▸ Exercise details
Repeat the rows below word for word, from the line containing "Place a point on the utility" through the line containing "[[42, 136]]", inclusive of both.

▸ Given records
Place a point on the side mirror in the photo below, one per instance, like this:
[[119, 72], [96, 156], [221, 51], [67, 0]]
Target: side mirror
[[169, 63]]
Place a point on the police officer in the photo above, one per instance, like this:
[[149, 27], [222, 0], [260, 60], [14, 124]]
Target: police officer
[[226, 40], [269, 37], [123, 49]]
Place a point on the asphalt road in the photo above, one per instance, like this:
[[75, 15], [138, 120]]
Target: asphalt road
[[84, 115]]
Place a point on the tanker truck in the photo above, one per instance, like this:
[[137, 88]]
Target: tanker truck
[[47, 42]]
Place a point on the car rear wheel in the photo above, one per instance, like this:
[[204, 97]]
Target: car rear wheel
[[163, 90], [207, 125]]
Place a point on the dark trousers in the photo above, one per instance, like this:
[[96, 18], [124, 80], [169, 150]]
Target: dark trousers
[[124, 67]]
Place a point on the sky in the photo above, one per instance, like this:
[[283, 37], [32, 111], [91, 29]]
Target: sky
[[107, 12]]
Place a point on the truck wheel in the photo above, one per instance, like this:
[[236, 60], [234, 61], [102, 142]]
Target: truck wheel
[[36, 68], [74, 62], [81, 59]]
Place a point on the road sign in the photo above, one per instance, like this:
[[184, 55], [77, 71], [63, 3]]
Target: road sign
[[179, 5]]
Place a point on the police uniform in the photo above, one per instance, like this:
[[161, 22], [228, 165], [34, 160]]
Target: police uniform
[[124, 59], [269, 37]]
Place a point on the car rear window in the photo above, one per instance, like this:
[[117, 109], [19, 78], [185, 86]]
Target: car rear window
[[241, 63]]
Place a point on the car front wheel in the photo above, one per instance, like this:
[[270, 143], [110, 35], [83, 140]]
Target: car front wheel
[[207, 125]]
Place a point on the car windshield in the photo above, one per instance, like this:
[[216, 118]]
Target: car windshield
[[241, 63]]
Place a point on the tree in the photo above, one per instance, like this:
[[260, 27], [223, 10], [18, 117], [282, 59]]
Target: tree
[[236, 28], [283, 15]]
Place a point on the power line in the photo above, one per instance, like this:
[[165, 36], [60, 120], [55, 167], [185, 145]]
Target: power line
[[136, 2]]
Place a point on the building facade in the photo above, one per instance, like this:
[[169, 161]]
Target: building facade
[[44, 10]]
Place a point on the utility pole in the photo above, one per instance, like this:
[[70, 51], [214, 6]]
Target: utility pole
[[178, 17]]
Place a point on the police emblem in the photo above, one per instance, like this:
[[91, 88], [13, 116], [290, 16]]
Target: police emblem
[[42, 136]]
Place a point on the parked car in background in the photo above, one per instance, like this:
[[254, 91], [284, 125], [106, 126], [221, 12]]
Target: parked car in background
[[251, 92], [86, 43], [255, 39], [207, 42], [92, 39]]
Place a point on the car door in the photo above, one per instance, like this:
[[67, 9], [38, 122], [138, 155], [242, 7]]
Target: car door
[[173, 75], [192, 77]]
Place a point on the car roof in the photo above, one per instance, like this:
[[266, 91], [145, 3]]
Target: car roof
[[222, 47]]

▸ Solution for this problem
Place a point on the utility pole in the photo above, one per instance, like this:
[[70, 51], [214, 6]]
Target: utility pole
[[178, 17]]
Place a point on the police emblem in the photo above, one per instance, like this:
[[91, 88], [13, 116], [290, 16]]
Target: police emblem
[[42, 136]]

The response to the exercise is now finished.